[Rows of box annotation data]
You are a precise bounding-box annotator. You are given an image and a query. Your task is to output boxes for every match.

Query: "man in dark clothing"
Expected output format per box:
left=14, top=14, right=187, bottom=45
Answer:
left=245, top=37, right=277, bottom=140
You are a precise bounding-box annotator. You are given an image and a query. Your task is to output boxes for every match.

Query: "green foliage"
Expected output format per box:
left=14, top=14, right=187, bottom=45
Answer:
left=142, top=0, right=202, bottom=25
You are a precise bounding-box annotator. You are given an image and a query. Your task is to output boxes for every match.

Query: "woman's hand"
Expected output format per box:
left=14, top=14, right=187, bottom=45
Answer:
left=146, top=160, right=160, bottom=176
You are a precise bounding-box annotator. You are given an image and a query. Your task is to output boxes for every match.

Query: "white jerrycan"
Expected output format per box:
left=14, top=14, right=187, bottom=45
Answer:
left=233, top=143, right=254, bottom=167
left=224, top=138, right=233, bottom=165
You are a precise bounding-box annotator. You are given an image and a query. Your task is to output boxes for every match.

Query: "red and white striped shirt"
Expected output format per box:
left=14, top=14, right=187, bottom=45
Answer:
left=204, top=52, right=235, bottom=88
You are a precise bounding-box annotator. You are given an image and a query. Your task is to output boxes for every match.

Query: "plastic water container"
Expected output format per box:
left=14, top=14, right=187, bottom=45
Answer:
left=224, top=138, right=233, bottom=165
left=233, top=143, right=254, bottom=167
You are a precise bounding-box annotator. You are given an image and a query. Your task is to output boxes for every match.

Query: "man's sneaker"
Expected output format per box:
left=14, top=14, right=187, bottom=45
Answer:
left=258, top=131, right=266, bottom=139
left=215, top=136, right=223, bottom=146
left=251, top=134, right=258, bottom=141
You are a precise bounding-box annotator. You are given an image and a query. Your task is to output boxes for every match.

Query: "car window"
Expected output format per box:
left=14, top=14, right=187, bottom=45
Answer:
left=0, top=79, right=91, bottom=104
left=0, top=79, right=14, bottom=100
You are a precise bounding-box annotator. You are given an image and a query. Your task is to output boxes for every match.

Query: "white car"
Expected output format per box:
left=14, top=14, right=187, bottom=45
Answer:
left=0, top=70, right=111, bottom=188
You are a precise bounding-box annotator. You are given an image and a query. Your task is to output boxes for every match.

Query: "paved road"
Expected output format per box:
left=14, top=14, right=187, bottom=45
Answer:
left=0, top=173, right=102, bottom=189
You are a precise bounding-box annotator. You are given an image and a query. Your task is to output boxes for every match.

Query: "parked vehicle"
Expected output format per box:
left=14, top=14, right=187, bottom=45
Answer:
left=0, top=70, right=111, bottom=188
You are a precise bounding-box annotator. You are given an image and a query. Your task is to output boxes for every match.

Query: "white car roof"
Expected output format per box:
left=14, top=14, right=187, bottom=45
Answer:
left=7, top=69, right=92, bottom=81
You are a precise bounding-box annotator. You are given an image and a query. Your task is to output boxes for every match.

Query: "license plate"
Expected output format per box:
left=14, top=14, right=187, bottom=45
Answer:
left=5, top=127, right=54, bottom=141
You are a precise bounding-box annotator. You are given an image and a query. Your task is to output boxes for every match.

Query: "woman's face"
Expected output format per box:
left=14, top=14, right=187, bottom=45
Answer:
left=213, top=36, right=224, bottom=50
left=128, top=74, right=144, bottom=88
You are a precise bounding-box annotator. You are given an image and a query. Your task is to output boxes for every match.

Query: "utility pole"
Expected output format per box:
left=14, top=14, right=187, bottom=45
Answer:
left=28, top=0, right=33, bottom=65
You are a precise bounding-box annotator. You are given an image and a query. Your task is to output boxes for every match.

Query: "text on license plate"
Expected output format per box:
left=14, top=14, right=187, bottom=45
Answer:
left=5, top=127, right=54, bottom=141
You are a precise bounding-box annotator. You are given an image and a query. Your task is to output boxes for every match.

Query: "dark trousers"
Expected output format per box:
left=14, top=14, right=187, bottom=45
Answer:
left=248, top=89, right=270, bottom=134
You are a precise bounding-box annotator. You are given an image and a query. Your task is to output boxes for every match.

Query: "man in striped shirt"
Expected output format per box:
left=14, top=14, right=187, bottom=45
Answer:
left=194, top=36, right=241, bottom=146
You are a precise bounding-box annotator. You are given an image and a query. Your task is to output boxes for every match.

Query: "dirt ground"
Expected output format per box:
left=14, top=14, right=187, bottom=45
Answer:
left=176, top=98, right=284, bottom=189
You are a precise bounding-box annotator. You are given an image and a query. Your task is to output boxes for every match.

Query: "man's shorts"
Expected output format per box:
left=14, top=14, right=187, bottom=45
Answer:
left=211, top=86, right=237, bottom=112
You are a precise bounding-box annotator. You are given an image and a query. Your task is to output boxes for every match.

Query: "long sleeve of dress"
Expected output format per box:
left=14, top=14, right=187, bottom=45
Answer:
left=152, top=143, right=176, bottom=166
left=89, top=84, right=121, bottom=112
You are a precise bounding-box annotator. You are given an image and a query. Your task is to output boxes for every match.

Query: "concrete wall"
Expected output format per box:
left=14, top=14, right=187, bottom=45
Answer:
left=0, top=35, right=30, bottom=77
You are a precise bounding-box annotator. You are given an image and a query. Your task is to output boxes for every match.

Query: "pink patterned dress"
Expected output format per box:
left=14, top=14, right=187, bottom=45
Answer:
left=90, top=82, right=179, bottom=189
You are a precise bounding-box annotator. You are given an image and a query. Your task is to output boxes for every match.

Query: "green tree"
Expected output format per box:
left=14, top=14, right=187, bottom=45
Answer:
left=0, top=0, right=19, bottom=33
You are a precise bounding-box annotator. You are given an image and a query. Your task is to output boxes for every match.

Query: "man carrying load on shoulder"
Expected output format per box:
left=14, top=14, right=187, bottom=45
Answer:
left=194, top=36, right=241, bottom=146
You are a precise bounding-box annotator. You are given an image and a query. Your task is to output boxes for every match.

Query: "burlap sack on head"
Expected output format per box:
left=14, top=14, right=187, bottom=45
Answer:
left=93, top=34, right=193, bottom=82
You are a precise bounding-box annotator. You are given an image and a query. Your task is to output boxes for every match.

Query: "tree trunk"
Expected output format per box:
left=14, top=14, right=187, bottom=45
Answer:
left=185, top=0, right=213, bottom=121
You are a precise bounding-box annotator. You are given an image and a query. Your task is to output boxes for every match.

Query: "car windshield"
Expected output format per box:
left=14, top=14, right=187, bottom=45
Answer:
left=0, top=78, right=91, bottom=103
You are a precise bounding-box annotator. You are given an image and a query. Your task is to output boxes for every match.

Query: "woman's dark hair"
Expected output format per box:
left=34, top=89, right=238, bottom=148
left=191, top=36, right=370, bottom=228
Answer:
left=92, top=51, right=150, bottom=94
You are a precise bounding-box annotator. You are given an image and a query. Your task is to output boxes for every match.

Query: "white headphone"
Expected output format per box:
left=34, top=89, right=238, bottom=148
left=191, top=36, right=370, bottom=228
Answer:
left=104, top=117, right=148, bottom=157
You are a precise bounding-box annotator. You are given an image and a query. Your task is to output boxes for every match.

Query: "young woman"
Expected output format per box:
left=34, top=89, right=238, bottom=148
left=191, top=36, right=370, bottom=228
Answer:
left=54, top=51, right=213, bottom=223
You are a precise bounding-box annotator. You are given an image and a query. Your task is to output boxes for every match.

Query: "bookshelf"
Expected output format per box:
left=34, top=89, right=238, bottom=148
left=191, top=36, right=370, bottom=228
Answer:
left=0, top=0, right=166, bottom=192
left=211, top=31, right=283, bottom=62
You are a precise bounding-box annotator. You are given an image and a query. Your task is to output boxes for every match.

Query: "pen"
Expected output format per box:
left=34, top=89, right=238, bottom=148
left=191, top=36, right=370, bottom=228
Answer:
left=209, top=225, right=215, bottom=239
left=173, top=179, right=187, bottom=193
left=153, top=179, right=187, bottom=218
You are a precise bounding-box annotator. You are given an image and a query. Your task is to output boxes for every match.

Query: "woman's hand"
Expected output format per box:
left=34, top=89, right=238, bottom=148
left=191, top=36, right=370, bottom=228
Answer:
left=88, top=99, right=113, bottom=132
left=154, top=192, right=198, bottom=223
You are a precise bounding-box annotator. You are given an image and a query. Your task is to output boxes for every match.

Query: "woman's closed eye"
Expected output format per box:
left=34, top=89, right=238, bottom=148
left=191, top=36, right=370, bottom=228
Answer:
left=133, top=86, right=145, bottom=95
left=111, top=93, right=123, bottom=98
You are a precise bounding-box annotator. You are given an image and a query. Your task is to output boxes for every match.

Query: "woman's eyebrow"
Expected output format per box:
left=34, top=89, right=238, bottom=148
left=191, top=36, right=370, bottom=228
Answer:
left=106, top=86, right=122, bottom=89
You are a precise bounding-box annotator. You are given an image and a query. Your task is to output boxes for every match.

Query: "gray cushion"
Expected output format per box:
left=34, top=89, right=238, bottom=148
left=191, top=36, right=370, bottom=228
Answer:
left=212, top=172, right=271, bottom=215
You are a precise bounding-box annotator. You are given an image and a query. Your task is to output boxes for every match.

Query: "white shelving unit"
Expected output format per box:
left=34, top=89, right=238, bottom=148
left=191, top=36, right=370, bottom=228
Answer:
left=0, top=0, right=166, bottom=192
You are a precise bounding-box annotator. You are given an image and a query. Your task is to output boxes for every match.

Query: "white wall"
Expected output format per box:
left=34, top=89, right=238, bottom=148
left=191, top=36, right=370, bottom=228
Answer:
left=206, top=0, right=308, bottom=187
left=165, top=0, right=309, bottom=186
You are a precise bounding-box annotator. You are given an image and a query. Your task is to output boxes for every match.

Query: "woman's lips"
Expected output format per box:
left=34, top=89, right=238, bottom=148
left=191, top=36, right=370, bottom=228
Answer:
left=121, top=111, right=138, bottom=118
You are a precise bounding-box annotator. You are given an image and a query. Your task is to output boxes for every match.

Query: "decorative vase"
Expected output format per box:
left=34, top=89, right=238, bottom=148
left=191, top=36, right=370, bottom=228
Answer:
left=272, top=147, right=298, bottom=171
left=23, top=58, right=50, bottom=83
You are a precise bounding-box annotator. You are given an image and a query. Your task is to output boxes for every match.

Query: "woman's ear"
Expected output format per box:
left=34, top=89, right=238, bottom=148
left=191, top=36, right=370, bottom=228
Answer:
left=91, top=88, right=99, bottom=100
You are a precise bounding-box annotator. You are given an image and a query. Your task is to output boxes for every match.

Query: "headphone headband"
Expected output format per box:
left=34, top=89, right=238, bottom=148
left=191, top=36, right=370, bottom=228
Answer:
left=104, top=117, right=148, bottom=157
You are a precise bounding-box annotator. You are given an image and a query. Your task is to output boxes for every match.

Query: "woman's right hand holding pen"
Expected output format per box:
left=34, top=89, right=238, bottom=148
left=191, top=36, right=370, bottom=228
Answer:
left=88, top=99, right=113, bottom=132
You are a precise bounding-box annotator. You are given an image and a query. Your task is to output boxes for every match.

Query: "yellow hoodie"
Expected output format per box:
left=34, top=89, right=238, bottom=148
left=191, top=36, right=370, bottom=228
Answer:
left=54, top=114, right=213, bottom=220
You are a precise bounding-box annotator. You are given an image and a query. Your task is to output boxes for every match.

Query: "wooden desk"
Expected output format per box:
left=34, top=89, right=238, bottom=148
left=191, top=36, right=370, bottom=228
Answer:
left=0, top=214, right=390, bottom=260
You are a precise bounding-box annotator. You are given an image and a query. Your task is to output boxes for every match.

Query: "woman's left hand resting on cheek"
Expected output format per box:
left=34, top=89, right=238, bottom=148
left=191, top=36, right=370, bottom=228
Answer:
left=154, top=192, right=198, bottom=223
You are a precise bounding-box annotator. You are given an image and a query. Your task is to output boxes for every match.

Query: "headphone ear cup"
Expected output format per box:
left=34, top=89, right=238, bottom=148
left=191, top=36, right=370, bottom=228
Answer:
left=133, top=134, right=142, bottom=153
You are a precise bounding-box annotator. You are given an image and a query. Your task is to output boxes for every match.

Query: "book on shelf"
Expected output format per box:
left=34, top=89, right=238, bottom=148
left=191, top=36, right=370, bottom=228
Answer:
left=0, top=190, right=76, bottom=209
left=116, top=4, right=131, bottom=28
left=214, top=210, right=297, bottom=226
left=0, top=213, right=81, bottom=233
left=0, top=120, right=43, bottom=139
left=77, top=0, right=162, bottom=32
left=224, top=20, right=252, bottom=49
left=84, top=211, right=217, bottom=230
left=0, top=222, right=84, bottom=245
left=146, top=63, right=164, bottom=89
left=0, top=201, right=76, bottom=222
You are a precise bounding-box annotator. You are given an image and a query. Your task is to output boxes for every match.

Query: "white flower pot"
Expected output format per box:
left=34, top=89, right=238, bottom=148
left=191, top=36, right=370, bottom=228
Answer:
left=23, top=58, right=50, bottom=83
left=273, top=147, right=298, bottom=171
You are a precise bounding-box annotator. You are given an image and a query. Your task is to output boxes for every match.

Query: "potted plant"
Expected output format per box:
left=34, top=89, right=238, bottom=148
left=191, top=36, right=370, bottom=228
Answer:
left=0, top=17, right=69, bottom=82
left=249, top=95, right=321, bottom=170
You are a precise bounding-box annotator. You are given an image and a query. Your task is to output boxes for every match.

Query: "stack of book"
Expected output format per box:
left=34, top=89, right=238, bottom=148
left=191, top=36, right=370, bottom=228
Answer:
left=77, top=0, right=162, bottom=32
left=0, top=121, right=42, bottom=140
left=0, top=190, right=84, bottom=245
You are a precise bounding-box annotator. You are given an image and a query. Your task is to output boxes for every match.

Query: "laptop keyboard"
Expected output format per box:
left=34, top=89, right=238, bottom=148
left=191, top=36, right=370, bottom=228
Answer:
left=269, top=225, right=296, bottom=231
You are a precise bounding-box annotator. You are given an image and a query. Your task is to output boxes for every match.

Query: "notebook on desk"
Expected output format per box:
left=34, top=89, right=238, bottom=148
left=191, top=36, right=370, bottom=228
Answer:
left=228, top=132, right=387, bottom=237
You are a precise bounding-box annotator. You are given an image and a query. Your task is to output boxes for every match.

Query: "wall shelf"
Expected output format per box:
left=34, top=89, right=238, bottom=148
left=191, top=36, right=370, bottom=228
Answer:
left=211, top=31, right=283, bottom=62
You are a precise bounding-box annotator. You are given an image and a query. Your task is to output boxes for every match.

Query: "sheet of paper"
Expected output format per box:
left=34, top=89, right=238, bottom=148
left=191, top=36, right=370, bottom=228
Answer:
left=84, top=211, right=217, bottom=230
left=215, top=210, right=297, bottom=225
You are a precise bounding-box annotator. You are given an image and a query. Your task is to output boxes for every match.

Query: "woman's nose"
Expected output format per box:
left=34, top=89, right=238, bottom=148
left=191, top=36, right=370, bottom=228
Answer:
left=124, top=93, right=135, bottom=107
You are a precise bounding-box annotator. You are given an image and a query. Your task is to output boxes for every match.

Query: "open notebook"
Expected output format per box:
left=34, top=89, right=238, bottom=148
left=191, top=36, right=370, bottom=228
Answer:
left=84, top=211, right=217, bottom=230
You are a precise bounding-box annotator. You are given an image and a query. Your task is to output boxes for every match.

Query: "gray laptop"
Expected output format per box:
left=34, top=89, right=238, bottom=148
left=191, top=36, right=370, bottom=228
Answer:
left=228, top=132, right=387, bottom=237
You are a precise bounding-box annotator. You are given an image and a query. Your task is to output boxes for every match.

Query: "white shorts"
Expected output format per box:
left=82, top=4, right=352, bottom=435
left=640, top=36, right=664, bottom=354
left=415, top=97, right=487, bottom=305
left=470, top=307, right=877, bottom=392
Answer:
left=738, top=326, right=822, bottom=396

▶ **Instructions for the task**
Pick out every line in the items above that contains the string "laptop", and copy each one in full.

▶ **Task answer**
Query: "laptop keyboard"
Query: "gray laptop"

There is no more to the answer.